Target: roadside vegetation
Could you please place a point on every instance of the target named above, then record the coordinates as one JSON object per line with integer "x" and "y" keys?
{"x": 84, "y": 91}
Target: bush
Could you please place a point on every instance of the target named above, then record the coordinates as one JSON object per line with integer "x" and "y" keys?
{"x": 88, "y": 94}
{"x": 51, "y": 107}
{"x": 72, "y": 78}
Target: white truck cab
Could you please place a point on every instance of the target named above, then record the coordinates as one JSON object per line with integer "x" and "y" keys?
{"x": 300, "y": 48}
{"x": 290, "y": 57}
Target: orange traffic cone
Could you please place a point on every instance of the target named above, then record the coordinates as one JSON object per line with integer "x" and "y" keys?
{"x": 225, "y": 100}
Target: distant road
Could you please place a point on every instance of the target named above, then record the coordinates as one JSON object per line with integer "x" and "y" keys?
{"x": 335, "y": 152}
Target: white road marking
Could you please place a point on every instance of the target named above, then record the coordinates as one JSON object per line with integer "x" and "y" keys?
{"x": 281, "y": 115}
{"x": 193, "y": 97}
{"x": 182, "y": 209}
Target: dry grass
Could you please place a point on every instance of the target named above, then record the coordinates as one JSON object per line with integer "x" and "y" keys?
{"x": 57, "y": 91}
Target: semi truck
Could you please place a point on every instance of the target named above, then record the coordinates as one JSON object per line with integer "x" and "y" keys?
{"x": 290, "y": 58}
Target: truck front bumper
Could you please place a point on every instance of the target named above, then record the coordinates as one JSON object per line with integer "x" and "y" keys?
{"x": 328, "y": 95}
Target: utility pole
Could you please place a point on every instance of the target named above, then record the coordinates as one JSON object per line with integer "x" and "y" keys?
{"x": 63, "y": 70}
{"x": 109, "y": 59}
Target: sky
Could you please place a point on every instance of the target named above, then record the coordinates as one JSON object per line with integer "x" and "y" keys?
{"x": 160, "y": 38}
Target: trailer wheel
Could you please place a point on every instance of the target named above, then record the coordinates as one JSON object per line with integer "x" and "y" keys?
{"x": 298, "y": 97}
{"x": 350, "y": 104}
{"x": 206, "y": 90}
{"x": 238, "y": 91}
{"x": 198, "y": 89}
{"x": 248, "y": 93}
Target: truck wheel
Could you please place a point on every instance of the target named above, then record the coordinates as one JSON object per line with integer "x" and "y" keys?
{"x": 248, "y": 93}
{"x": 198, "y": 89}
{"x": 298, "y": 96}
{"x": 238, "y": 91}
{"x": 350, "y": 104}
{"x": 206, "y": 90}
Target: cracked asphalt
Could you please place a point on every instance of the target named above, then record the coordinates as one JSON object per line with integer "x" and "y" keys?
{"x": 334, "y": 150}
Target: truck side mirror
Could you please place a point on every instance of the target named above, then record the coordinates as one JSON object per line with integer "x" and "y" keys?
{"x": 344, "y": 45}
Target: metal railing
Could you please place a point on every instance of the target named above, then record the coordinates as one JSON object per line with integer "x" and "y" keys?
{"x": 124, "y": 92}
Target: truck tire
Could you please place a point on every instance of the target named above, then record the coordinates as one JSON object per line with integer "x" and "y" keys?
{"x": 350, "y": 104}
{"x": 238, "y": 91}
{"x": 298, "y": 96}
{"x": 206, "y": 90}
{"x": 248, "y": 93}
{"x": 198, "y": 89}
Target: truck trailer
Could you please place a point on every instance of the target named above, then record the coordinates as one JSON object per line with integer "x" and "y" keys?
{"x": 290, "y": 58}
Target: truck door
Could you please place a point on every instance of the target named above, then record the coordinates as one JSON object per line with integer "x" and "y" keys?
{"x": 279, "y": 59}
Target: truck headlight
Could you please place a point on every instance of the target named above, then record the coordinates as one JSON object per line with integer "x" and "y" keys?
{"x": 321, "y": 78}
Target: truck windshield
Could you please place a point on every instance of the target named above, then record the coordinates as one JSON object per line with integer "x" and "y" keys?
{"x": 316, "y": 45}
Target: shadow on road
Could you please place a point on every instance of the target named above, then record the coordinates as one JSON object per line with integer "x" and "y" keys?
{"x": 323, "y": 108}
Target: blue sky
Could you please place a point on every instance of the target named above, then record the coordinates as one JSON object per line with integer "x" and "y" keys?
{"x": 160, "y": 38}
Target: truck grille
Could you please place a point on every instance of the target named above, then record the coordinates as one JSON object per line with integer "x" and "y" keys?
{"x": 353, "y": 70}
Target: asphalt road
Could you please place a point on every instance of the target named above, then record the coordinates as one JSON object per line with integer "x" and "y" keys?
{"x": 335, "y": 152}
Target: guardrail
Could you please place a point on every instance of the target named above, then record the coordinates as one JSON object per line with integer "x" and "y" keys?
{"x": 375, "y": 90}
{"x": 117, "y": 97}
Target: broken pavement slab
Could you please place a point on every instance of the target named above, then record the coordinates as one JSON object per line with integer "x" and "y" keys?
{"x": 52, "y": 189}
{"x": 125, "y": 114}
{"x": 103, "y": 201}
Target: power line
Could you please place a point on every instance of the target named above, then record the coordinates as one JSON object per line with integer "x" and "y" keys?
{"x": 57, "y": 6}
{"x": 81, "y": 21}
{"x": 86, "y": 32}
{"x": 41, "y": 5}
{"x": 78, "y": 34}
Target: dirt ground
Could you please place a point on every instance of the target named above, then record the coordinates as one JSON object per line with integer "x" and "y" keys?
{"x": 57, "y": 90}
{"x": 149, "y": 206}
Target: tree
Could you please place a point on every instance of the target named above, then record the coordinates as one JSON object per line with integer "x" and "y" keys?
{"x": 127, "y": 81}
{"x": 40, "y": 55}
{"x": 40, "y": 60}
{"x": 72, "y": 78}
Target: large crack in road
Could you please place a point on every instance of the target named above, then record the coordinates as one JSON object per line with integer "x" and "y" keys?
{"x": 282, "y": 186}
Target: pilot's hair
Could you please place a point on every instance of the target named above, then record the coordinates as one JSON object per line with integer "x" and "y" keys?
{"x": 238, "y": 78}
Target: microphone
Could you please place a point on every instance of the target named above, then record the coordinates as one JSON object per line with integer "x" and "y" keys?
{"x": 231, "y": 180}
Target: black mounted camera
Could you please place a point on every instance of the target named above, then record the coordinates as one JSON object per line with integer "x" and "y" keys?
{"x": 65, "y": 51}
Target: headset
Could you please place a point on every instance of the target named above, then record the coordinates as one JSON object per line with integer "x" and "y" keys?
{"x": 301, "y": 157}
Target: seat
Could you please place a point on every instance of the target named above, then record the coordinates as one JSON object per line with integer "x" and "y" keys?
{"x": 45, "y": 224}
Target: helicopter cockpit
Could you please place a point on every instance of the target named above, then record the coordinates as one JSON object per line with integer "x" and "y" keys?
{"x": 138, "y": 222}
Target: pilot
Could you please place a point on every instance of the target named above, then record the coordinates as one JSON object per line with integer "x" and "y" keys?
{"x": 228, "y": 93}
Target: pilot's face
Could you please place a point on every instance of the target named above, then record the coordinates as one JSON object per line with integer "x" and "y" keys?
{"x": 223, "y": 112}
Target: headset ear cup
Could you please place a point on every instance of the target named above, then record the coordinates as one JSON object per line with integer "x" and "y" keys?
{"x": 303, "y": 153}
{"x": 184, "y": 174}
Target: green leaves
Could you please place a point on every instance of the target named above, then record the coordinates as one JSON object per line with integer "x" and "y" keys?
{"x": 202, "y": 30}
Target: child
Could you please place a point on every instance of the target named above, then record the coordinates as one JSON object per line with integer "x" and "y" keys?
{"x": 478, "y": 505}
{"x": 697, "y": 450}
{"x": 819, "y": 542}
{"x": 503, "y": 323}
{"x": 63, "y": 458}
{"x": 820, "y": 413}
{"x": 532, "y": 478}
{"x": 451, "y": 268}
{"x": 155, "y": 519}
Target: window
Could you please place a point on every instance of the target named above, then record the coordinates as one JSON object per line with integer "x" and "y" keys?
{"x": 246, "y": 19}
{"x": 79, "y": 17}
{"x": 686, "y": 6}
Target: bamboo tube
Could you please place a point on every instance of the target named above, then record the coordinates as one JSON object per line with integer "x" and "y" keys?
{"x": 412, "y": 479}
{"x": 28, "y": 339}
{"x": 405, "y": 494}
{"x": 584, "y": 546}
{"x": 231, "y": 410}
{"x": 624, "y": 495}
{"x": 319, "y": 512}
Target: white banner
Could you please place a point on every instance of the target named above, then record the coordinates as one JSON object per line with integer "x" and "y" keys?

GOAL:
Convert the lines from the one containing "Target: white banner" through the end of the entries into a Markdown table with columns Row and Line. Number each row and omit blank lines.

WRITTEN REPLY:
| Row | Line |
|---|---|
| 1 | Target: white banner |
| 2 | Could you please place a point on every instance of the target named above, then record the coordinates as one JSON object per line with integer "x" and "y" keys? |